======== Records to use

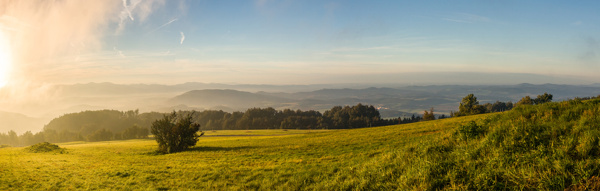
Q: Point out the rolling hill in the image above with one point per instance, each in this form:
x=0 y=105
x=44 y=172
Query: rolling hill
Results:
x=553 y=146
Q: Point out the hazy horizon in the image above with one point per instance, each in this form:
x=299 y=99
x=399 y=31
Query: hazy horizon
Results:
x=291 y=42
x=325 y=44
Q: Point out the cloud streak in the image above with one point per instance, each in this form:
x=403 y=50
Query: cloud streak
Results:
x=164 y=25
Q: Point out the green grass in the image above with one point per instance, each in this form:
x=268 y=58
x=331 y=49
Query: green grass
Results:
x=548 y=147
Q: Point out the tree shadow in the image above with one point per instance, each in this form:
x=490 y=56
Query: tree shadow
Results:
x=201 y=148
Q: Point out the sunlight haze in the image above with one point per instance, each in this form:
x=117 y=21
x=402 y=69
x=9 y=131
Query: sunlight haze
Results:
x=292 y=42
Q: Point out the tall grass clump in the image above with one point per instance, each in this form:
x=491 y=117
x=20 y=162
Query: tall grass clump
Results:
x=45 y=147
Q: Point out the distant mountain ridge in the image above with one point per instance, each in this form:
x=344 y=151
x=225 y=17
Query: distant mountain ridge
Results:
x=394 y=100
x=391 y=101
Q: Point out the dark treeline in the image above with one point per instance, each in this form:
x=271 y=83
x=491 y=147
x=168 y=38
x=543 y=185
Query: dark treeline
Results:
x=106 y=125
x=268 y=118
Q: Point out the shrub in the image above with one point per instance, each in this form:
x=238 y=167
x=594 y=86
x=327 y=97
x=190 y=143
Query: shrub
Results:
x=175 y=133
x=470 y=131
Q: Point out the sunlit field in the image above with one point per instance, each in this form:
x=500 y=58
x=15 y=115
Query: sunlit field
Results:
x=297 y=159
x=550 y=146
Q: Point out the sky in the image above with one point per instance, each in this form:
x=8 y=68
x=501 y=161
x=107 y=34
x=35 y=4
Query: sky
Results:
x=291 y=41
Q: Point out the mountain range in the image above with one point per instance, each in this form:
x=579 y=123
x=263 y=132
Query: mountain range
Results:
x=392 y=100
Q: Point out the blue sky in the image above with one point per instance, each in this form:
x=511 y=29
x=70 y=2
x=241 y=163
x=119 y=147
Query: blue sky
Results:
x=307 y=42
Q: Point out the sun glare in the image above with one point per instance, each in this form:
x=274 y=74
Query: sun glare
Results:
x=5 y=59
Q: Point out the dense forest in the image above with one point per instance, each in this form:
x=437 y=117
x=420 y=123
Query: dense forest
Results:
x=103 y=125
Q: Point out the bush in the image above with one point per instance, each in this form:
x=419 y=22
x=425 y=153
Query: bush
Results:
x=175 y=133
x=44 y=147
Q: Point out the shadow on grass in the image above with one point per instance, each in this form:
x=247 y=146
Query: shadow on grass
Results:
x=202 y=149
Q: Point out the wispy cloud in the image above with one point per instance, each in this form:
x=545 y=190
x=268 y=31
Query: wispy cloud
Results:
x=466 y=18
x=136 y=9
x=182 y=38
x=119 y=52
x=126 y=9
x=164 y=25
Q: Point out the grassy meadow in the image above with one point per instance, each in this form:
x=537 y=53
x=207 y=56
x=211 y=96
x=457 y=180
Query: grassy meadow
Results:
x=547 y=147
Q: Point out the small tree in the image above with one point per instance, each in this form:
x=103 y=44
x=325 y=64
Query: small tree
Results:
x=470 y=106
x=175 y=133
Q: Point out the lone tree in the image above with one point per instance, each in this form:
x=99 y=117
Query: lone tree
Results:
x=175 y=133
x=470 y=106
x=427 y=116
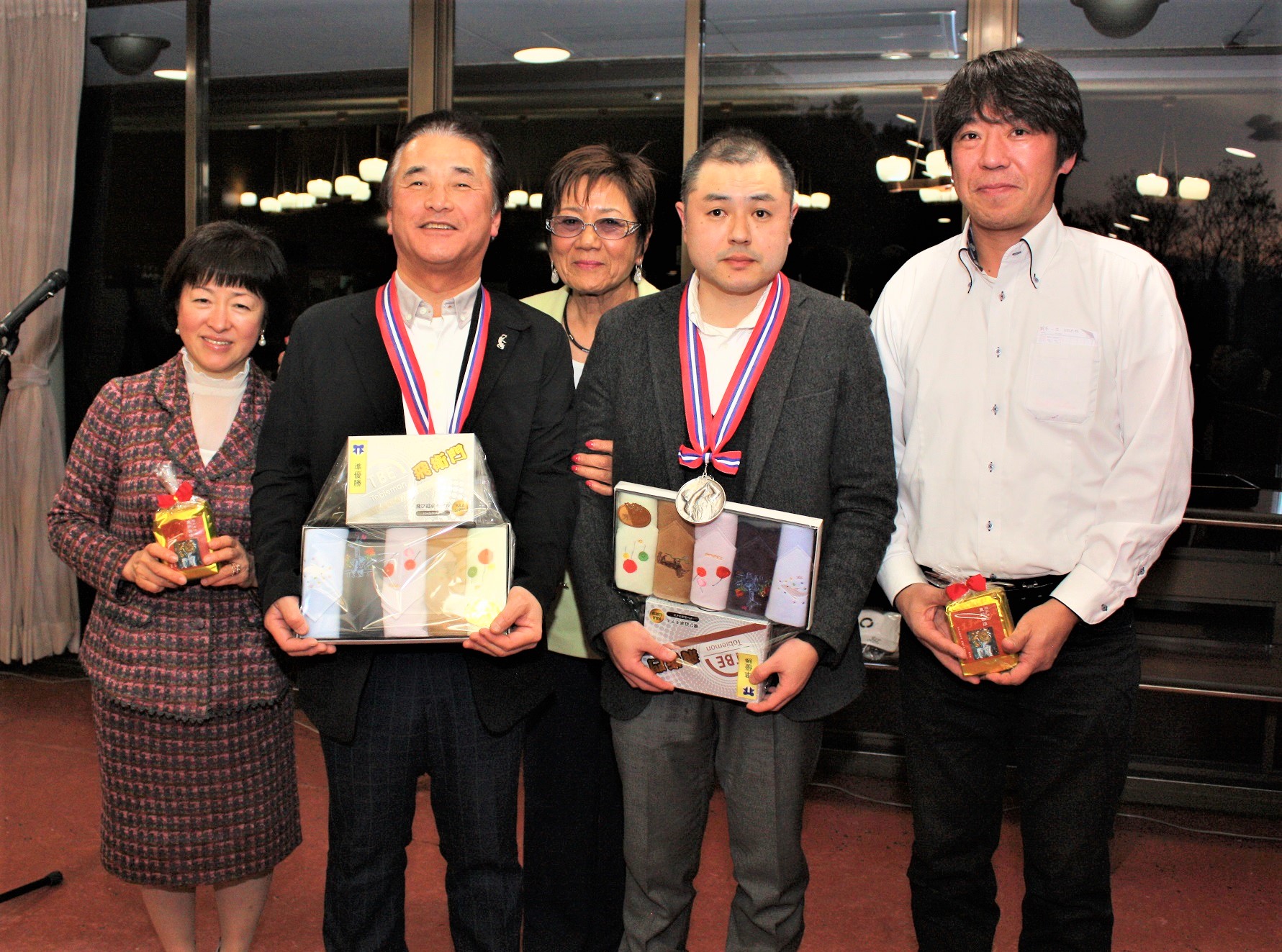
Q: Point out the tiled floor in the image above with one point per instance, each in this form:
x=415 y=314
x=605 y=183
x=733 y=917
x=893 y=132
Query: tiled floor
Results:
x=1173 y=891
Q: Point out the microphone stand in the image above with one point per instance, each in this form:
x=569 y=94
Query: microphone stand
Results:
x=8 y=331
x=52 y=879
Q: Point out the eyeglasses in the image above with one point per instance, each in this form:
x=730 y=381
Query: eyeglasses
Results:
x=572 y=226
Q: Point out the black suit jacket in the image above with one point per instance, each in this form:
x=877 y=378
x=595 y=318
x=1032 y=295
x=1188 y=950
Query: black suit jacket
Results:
x=819 y=445
x=336 y=382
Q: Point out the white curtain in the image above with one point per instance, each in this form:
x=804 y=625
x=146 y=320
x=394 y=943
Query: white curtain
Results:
x=41 y=71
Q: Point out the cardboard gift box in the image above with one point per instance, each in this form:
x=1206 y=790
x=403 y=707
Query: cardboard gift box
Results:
x=758 y=561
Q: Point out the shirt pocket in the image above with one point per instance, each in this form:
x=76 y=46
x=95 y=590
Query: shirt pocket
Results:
x=1063 y=374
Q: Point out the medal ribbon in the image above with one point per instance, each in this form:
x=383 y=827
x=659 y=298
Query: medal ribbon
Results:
x=694 y=384
x=405 y=364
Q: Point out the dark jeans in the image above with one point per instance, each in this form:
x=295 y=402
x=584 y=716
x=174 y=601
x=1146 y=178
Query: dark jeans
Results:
x=1068 y=733
x=417 y=717
x=573 y=817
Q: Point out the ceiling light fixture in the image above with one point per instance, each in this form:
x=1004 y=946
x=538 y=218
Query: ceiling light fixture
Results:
x=1158 y=186
x=1118 y=18
x=541 y=54
x=898 y=171
x=130 y=54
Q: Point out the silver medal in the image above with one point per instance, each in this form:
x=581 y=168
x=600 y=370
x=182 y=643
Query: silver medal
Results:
x=700 y=500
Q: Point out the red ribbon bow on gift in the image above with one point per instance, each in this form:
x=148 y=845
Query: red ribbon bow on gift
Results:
x=182 y=495
x=976 y=584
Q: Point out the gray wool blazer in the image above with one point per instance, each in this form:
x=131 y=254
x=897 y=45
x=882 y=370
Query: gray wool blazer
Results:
x=819 y=446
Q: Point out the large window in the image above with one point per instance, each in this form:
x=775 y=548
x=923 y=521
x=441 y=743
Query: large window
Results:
x=1193 y=100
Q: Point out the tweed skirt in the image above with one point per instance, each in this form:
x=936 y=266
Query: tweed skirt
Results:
x=197 y=802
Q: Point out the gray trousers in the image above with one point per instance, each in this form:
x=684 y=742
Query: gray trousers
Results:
x=669 y=758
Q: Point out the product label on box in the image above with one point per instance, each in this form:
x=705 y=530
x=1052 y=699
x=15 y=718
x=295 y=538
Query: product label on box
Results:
x=716 y=651
x=397 y=479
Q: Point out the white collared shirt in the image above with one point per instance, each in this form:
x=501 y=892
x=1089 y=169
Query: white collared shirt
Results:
x=1042 y=420
x=440 y=345
x=723 y=346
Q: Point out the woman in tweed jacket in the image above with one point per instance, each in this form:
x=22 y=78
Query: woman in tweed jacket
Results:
x=194 y=718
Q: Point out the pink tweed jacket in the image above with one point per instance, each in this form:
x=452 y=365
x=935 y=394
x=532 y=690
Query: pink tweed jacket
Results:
x=190 y=653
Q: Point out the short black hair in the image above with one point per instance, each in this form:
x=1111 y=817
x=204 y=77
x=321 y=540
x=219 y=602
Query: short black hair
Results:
x=451 y=122
x=230 y=254
x=632 y=173
x=737 y=148
x=1013 y=85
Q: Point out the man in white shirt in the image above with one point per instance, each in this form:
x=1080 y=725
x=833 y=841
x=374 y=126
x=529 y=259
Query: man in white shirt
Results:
x=1042 y=403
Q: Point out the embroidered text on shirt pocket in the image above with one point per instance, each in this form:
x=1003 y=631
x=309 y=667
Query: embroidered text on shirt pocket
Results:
x=1063 y=372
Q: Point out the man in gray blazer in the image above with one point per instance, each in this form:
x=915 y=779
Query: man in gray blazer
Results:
x=814 y=441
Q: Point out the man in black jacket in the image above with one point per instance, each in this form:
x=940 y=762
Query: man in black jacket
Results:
x=389 y=714
x=816 y=441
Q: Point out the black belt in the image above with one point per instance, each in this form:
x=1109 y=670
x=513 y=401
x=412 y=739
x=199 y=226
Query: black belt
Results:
x=1012 y=584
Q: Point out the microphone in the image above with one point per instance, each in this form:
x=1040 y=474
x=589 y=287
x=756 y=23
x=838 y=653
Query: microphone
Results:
x=52 y=285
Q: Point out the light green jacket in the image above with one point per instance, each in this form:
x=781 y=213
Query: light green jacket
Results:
x=566 y=632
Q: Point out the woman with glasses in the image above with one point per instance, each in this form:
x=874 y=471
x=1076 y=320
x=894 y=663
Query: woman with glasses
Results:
x=602 y=216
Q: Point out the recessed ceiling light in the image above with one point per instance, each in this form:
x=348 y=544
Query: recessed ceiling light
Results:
x=541 y=54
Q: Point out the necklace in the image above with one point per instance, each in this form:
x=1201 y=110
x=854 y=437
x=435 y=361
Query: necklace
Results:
x=566 y=325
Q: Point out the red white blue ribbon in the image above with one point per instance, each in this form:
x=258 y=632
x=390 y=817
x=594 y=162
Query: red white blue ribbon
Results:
x=694 y=384
x=405 y=364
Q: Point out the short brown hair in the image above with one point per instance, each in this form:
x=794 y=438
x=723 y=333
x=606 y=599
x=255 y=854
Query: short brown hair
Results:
x=449 y=122
x=230 y=254
x=1017 y=86
x=739 y=148
x=632 y=173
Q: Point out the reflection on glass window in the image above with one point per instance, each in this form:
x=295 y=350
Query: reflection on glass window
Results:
x=1185 y=157
x=845 y=89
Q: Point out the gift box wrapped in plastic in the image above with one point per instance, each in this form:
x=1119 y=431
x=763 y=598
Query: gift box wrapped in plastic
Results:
x=405 y=543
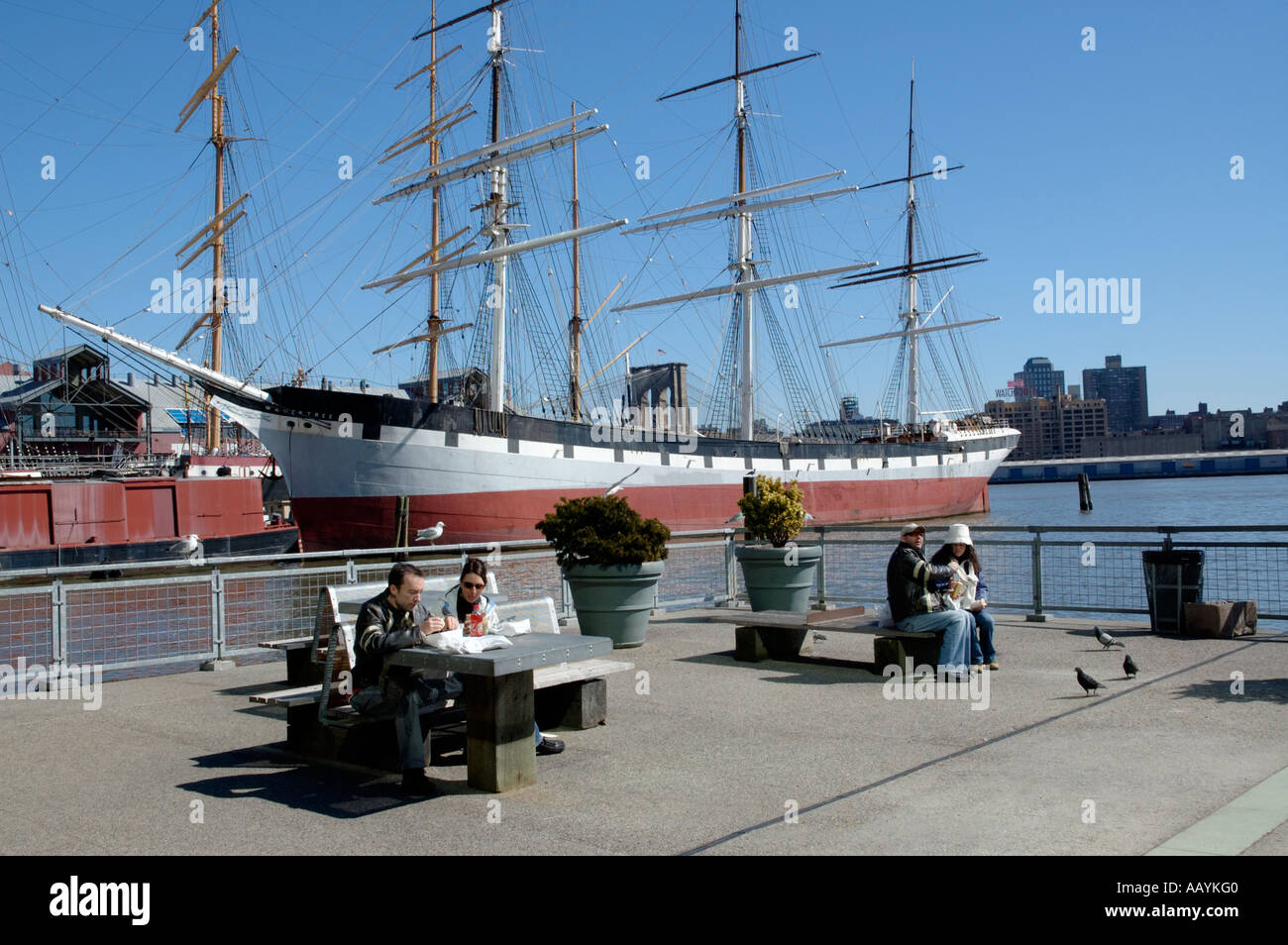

================

Rewrite the stretch of data from the line containing "Q: Point out the wispy" through the line containing "x=427 y=116", including both of those lines and the requests. Multiply every coordinate in the answers by 1.1 and round to whole numbers with halves going up, leaving the requests and their sample coordinates unchanged.

Q: Point out the wispy cloud in the image above with one point per instance, each in this form:
x=545 y=190
x=268 y=31
Query: wispy cloud
Results:
x=513 y=20
x=150 y=10
x=200 y=42
x=131 y=57
x=139 y=10
x=180 y=28
Q: Point out the grassy meadow in the image above with one point per instance, each in this form:
x=537 y=53
x=207 y=56
x=211 y=96
x=457 y=180
Query: grassy meadow
Results:
x=602 y=162
Q: Point out the small tree in the image above with one point per instance, each in this form:
x=103 y=44
x=325 y=64
Query: small tree
Results:
x=517 y=117
x=193 y=146
Q: Point out the lone tree in the image above with one point per instance, each in this form:
x=99 y=117
Query: lone tree
Results:
x=193 y=146
x=517 y=117
x=470 y=128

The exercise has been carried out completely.